§ **What this task involves**
Render the lines of the material from the line containing "Labeling round 2. The target category is diced vegetable" through the end of the material, both ends included, as a JSON list of strings with one string per line and blank lines left out.

§ **Material to process**
===
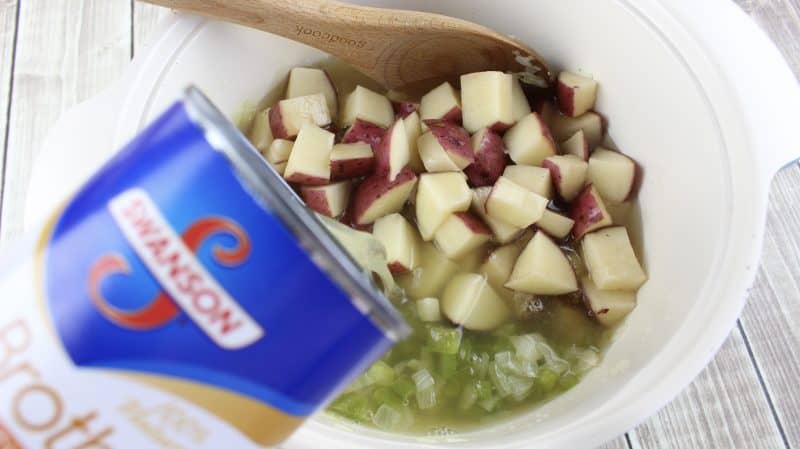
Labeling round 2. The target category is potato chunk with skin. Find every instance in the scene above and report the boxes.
[486,176,548,228]
[503,112,556,166]
[506,231,578,295]
[503,165,553,198]
[472,187,523,244]
[283,123,335,185]
[269,94,331,139]
[441,273,511,331]
[461,71,514,133]
[341,86,394,128]
[415,172,472,241]
[372,213,420,274]
[433,212,492,259]
[581,276,636,327]
[581,226,647,290]
[419,82,461,123]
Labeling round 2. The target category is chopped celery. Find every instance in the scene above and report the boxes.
[428,326,463,354]
[392,375,417,401]
[439,354,458,380]
[473,380,492,401]
[330,393,372,423]
[367,360,394,387]
[372,387,403,408]
[536,368,560,391]
[558,373,581,391]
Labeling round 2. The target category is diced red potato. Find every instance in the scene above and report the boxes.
[486,176,548,228]
[559,129,589,161]
[550,111,605,146]
[556,72,597,117]
[341,86,394,128]
[503,165,553,198]
[419,82,461,124]
[414,172,472,242]
[262,139,294,176]
[478,242,525,296]
[581,226,647,290]
[542,154,589,202]
[441,273,511,331]
[581,276,636,327]
[397,242,460,298]
[375,119,411,181]
[342,119,386,151]
[269,94,331,139]
[423,120,475,170]
[352,168,417,226]
[536,209,575,239]
[511,77,531,124]
[392,101,419,118]
[403,112,425,173]
[570,185,613,240]
[331,142,375,181]
[250,108,275,151]
[286,67,339,118]
[464,128,507,187]
[589,147,636,203]
[415,296,442,323]
[372,213,420,274]
[503,112,556,165]
[606,201,633,226]
[283,123,335,185]
[300,181,352,218]
[461,71,514,133]
[433,212,492,259]
[471,187,524,244]
[505,231,578,295]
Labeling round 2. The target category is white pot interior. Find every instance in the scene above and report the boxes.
[109,0,736,448]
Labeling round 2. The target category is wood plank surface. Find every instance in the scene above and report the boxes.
[0,0,131,239]
[0,0,17,207]
[0,0,800,449]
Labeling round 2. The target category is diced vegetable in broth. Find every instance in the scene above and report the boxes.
[250,61,647,434]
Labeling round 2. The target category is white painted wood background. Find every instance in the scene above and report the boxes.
[0,0,800,449]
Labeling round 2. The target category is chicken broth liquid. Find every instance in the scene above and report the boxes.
[247,58,641,435]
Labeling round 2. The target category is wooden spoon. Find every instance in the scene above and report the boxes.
[139,0,553,91]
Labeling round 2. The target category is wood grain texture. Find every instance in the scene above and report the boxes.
[0,0,131,243]
[629,330,784,449]
[139,0,552,90]
[133,2,170,56]
[0,0,17,200]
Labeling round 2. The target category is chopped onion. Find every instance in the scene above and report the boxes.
[417,298,442,322]
[509,334,543,362]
===
§ **Output of the exercise**
[
  "Labeling round 2. The target category is diced vegetable in broth. Find every instance in the scene above and report the boxes.",
  "[250,61,647,434]",
  "Labeling round 2. The target category is white painted wood background. Find every instance in the scene above and report the boxes.",
  "[0,0,800,449]",
  "Labeling round 2. The target category is chicken broth liquid. Find every instance in the scene above and report the boxes.",
  "[247,58,641,435]",
  "Labeling round 2. The target category is wooden spoon. Find every instance in the scene above and report the boxes.",
  "[139,0,553,91]",
  "Labeling round 2. The target category is wood grain texture. Find every instance in the scene above and report the boxes.",
  "[0,0,131,243]",
  "[629,330,784,449]",
  "[139,0,552,90]",
  "[133,2,170,56]",
  "[0,0,17,200]",
  "Labeling round 2. The target category is chopped onion. Find every instance in the scene above and report the boxes.",
  "[417,298,442,322]",
  "[509,334,543,362]"
]